▶ _Text extract_:
━━━

The basis of trickle-down economics is a collection of unproven, fanciful myths that play well to uncritical media. Myth #1 is that the business class deserves those big breaks in order to keep opportunities trickling down. Myth #2: top-loading the profits keeps the American Dream alive, even as the disparity between the high rollers and a growing underclass widens. Myth #3, biggest of them all, is that we need those business advantages because some of us plan on winning the lottery some day in the form of founding the next Apple Computer. This is known as "when our ship comes in."

At a time when one in every seven Americans lives in poverty and a fourth of our families are identified as "near poor," the notion that we must keep the rich swimming in dough lest they refuse to throw us a crumb from time to time is ludicrous. Statistics show that the trickle-down nonsense promoted by St. Ronnie the Reagan really IS the elusive 'voodoo economics,' named by Poppy Bush. In fact, very little trickles back down the pyramid because the rich traditionally keep their money, favored by laws that give them latitude to tuck it into some convenient tax shelter.

━━━

▶ _Dataset items_:
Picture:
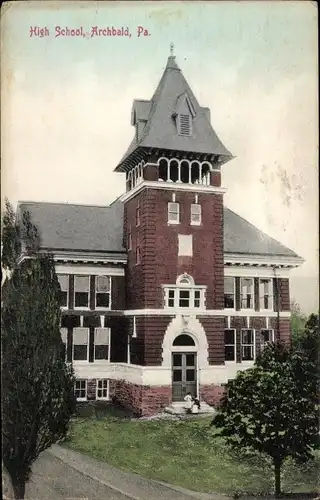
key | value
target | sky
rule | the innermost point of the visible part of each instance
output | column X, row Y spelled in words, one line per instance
column 66, row 104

━━━

▶ _To-do list_:
1. In the passage on trickle-down economics, what share of American families is identified as "near poor"?
2. Go on with the passage on trickle-down economics, starting after its final sentence.

▶ _Answer set_:
1. A fourth of American families.

2.
For the rest of us, trouble starts when the paycheck stops. Foreclosures are up 25 percent from last year, and over a million homes are expected to be lost in 2010, joining more than two million gone to the banks since 2007. With unemployment at about ten percent -- chronic unemployment near twenty percent -- workers over 50 are looking at flat-lined job opportunities, and the chronically jobless have simply given up seeking work.

So who thinks this is a good time to move the Social Security retirement age up to 70, cut back food stamp funding, and borrow $700 billion to preserve the Bush tax cuts for families earning over a quarter million bucks? You know who, don't you? All of the Republicans and a handful of Blue Dog Democrats with right wing constituents. And why? Because big money continues to buy big loyalty. Meanwhile, bank profits have returned to pre-crisis levels, CEOs are again pulling in obscene salaries and bonuses, and Wall Street is humming along. Calling the recession a thing of the past, bankers are back on their game, slightly wary of the press and angry at the president but confidently taking up their old habits. According to Simon Johnson, an MIT economist I trust, "the overall culture remains the same" on Wall Street.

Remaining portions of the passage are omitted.